(PROVIDED TEXT)
The Root Mean Squared Error of our forecasts (Linear) is 3.11


In [14]:
plot_time_series([(date,df_minus_day["AQI"],"Actual"),
                  (date,y_pred,"Polynomial"),
                  (date,y_lin_pred,"Linear"),
                  ],
                 f"AQI from {df_minus_day.Date[0]} to {df_minus_day.Date[len(df_minus_day)-1]}")

## Extra: 10 DAY !!!

### Preprocessing

Let 

X : AQI of 10 days ago

Y : AQI of day 11




In [15]:
DAY=10
y=df["AQI"][DAY:]
x=[]
for iter in range(len(df["AQI"])):
  if(iter+DAY == len(df["AQI"])): break
  x.append(df["AQI"][iter:iter+DAY])

x=np.array(x)
y=np.array(y)

print(f'Total number of x: {len(x)}')
print(f'Total number of y: {len(y)}')
print(f"Note: Is equal to dataset({len(df)}) - First {DAY} days")

Total number of x: 58
Total number of y: 58
Note: Is equal to dataset(68) - First 10 days


### Train Model


In [16]:
model = LinearRegression()
poly_features = PolynomialFeatures(degree=2, include_bias=False)
X=poly_features.fit_transform(x)
model.fit(X, y)

LinearRegression(copy_X=True, fit_intercept=True, n_jobs=None, normalize=False)

### Predict

In [17]:
y_pred = model.predict(X)
rmse = mean_squared_error(y_pred, y)**.2
print(f'The Root Mean Squared Error of our forecasts is {round(rmse, 2)}')

The Root Mean Squared Error of our forecasts is 0.0


In [18]:
df_minus_day = df[DAY:].reset_index(drop=True)
#convert date to datetime for plot
date = list(map(lambda d : datetime.datetime.strptime(d, '%d-%b-%y'),df_minus_day["Date"]))
plot_time_series([(date,df_minus_day["AQI"],"Actual"),
                  (date,y_pred,"Predict")],
                 f"AQI from {df_minus_day.Date[0]} to {df_minus_day.Date[len(df_minus_day)-1]}")

(DATA SECTION)
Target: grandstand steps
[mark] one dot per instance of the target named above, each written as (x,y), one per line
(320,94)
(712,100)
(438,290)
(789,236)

(WHAT YOU NEED TO DO) Reproduce the AQI forecasting notebook from "### Predict" up to and including "df_minus_day = df[DAY:].reset_index(drop=True)". The items play no part in the tasks and may be left aside.

(ANSWER BELOW)
### Predict

In [17]:
y_pred = model.predict(X)
rmse = mean_squared_error(y_pred, y)**.2
print(f'The Root Mean Squared Error of our forecasts is {round(rmse, 2)}')

The Root Mean Squared Error of our forecasts is 0.0


In [18]:
df_minus_day = df[DAY:].reset_index(drop=True)